**TASK STATEMENT**:
From the entries below, retype only the lines from the one with "<point>448,346</point>" through the one with "<point>519,171</point>", exactly as written.

**MATERIAL PROVIDED**:

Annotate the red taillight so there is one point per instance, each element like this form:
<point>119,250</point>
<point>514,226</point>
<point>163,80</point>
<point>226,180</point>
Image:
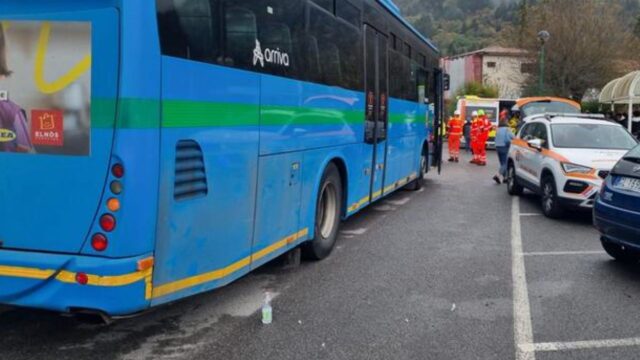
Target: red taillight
<point>99,242</point>
<point>116,187</point>
<point>82,278</point>
<point>107,222</point>
<point>117,170</point>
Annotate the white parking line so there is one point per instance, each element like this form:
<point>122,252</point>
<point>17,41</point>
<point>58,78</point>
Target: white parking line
<point>523,330</point>
<point>530,214</point>
<point>561,253</point>
<point>581,345</point>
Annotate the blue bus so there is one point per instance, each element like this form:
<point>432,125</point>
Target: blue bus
<point>156,149</point>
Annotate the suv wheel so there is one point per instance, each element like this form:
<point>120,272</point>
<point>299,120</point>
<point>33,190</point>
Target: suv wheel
<point>513,187</point>
<point>550,203</point>
<point>618,252</point>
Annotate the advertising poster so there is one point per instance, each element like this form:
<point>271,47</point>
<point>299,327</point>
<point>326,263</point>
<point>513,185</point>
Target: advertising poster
<point>45,87</point>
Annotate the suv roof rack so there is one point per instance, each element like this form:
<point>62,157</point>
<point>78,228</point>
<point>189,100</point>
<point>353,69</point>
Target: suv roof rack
<point>551,116</point>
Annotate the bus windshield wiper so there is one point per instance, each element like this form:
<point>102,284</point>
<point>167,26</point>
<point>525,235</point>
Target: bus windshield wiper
<point>634,159</point>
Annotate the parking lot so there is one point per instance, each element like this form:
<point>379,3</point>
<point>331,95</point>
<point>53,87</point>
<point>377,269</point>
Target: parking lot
<point>579,303</point>
<point>445,273</point>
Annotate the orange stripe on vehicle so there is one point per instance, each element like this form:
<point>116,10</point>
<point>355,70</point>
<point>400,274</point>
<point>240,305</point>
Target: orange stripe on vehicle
<point>545,152</point>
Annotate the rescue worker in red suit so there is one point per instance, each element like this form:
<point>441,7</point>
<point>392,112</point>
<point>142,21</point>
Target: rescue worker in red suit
<point>485,127</point>
<point>454,129</point>
<point>474,136</point>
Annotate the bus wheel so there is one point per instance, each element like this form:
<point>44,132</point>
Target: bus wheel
<point>418,183</point>
<point>328,216</point>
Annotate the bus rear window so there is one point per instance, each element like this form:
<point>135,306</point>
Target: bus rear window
<point>45,87</point>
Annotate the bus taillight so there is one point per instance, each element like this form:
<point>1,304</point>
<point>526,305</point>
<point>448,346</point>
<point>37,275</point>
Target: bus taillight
<point>99,242</point>
<point>107,222</point>
<point>113,205</point>
<point>117,170</point>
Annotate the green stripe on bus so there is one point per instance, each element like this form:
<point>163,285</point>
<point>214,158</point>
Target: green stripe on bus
<point>145,114</point>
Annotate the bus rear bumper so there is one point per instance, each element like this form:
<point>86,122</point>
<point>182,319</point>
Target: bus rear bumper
<point>54,282</point>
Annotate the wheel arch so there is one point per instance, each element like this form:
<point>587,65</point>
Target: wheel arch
<point>339,161</point>
<point>546,172</point>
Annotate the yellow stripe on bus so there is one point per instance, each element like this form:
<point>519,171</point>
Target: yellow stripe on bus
<point>65,80</point>
<point>22,272</point>
<point>398,184</point>
<point>196,280</point>
<point>107,281</point>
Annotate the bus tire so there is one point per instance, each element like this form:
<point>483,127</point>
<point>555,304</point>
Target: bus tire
<point>418,183</point>
<point>328,216</point>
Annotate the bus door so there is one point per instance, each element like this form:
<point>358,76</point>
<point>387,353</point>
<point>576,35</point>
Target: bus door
<point>377,105</point>
<point>438,139</point>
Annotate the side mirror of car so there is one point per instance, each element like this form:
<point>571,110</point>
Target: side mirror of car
<point>535,144</point>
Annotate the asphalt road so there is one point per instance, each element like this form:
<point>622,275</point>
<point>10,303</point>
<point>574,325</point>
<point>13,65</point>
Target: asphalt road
<point>426,275</point>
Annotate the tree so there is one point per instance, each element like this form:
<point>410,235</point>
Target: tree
<point>582,53</point>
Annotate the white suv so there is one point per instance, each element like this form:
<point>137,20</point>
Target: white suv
<point>565,158</point>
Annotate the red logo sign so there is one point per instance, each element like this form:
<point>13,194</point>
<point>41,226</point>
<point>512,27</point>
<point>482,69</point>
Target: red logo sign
<point>47,127</point>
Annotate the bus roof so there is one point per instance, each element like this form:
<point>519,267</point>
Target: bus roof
<point>395,10</point>
<point>524,101</point>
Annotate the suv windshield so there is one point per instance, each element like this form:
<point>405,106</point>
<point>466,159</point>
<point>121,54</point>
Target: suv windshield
<point>592,136</point>
<point>536,108</point>
<point>635,153</point>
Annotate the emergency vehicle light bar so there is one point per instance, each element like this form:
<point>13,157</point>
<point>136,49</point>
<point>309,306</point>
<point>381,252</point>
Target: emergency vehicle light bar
<point>551,116</point>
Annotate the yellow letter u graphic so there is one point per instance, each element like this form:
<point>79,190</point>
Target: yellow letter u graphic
<point>65,80</point>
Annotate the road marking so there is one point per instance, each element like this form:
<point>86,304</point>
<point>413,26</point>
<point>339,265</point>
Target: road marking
<point>399,202</point>
<point>580,345</point>
<point>561,253</point>
<point>522,328</point>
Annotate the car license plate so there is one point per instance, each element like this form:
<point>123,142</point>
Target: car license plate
<point>629,184</point>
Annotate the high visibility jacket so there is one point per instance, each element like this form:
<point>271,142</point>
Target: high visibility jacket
<point>454,127</point>
<point>485,126</point>
<point>475,128</point>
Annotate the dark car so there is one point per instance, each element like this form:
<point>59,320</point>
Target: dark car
<point>617,209</point>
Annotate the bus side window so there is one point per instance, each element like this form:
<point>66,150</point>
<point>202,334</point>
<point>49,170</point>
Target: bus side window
<point>277,36</point>
<point>309,55</point>
<point>241,32</point>
<point>186,29</point>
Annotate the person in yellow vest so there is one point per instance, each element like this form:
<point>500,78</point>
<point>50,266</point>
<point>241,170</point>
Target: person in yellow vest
<point>454,129</point>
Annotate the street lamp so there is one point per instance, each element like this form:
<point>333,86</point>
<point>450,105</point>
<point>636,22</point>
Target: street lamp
<point>543,37</point>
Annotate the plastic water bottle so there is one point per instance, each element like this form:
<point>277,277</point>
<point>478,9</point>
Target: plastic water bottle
<point>267,311</point>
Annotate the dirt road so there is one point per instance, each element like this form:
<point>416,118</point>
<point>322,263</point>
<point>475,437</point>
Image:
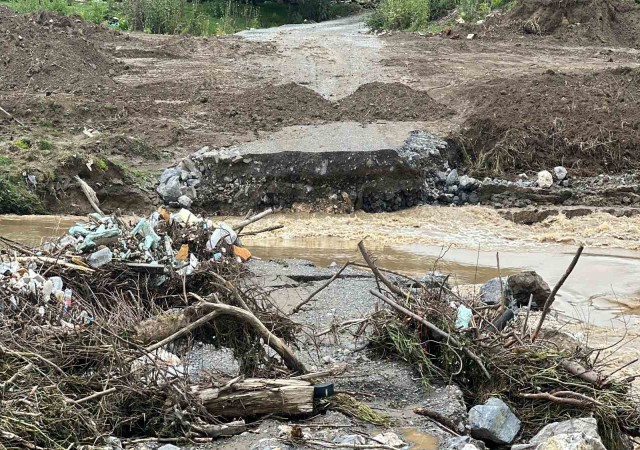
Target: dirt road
<point>313,87</point>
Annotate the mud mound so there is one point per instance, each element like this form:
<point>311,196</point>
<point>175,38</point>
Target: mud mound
<point>390,101</point>
<point>610,22</point>
<point>271,108</point>
<point>291,104</point>
<point>589,123</point>
<point>49,53</point>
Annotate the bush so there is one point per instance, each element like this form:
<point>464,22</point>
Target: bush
<point>95,12</point>
<point>401,15</point>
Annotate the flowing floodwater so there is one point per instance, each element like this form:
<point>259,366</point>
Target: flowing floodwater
<point>604,288</point>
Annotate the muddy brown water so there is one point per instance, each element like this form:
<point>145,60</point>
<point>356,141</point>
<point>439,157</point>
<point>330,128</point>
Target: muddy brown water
<point>603,290</point>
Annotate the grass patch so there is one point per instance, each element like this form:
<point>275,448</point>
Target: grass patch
<point>16,199</point>
<point>418,15</point>
<point>45,145</point>
<point>23,143</point>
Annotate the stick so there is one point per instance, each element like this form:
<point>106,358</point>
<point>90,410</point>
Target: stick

**ANSWER SECTION**:
<point>448,346</point>
<point>37,275</point>
Target: bus taillight
<point>99,242</point>
<point>107,222</point>
<point>113,205</point>
<point>117,170</point>
Annotate the green stripe on bus so there is one point per instance, each element like this form:
<point>163,285</point>
<point>214,158</point>
Target: green stripe on bus
<point>145,114</point>
Annotate the bus rear bumper so there is one point per instance, each element like this form:
<point>86,122</point>
<point>182,319</point>
Target: bus rear bumper
<point>54,282</point>
Annotate the wheel arch so there is one point per instance, each element like this form:
<point>587,65</point>
Target: wheel arch
<point>339,161</point>
<point>546,172</point>
Annotate the yellow stripe on bus so there is one point per instance, each element like this form:
<point>519,171</point>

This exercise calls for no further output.